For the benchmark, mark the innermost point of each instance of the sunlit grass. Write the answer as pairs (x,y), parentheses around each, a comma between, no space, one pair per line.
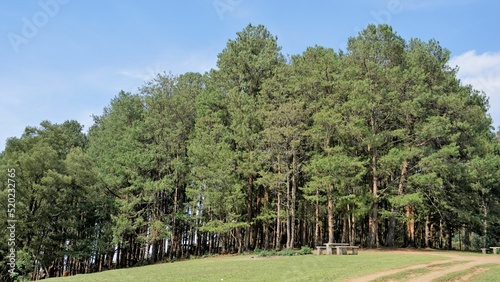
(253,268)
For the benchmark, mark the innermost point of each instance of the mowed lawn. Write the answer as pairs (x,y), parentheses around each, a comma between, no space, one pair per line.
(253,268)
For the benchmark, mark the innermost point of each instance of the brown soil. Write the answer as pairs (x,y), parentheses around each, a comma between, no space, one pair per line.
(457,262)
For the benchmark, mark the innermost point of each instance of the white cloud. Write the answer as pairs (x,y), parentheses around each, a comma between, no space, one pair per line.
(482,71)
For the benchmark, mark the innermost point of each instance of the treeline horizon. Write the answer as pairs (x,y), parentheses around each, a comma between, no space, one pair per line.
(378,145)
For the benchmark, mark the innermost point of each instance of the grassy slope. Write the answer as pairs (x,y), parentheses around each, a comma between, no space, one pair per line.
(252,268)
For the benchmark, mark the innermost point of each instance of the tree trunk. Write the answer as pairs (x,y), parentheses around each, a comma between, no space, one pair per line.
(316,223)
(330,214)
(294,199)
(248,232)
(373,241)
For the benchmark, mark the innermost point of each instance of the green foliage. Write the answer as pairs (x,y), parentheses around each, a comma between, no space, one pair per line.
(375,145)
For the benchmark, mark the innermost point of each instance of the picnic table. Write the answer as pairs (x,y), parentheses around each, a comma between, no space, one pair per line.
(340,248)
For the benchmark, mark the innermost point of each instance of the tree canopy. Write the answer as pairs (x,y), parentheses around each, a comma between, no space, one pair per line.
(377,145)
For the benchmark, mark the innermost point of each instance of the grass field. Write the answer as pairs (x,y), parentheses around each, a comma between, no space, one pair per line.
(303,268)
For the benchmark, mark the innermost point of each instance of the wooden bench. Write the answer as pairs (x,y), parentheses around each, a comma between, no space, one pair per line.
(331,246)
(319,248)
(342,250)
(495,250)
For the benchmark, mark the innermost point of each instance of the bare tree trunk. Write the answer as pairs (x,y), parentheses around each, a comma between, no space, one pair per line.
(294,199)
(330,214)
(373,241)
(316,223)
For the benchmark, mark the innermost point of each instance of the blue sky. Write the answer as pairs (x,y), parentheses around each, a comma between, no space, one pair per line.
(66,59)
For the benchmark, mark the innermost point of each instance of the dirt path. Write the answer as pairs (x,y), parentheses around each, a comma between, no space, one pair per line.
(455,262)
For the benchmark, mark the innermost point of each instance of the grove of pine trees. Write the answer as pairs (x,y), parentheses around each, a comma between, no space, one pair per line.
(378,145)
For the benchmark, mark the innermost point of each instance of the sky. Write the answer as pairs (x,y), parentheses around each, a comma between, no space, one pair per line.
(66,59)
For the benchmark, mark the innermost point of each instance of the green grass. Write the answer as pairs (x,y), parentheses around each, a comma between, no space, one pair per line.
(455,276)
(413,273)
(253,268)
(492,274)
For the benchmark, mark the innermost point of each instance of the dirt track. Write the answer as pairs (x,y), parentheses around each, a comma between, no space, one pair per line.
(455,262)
---
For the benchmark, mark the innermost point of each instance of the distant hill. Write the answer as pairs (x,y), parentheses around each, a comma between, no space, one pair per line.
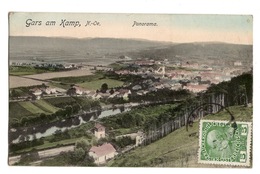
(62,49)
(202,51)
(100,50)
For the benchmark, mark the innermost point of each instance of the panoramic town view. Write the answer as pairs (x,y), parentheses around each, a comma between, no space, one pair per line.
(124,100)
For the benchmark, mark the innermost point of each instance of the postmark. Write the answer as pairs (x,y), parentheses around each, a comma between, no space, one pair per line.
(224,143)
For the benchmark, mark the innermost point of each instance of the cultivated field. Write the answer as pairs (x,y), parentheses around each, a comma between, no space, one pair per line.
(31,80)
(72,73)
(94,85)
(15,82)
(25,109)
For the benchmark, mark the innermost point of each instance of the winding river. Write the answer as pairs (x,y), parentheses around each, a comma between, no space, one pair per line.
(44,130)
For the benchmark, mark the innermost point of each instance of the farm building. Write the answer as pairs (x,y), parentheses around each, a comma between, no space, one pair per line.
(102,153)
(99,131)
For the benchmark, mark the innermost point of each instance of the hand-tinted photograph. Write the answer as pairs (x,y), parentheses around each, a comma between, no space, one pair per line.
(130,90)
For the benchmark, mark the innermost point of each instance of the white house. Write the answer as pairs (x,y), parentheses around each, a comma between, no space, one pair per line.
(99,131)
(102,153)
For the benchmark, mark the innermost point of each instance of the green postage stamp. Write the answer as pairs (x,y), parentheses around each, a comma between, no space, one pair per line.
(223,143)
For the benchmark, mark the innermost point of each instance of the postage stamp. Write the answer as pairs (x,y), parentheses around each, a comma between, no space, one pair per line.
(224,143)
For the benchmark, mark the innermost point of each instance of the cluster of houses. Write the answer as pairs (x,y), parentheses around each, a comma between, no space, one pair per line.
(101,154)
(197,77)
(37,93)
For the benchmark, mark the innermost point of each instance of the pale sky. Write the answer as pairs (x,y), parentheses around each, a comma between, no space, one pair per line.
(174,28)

Exercise aim: Locate every line in the records that contains the word "green" and copy each of those lines.

Written response:
For the benchmark, mark the innermost point of each instance of the green foliage. Write the answer as pairs (x,y), parentheses around each, a comma between, no space, one pair per line.
For the benchmark, mark the innermost point of each instance of the green grass. Write the answer as pairs (x,y), parentheses around each, a comma between, no space, one pair per line.
For the benchmark, mark the innermost point of each instance of the green postage stamp. Write the answer as pairs (x,y), parentheses around each, a comma between, no space, one pair per line.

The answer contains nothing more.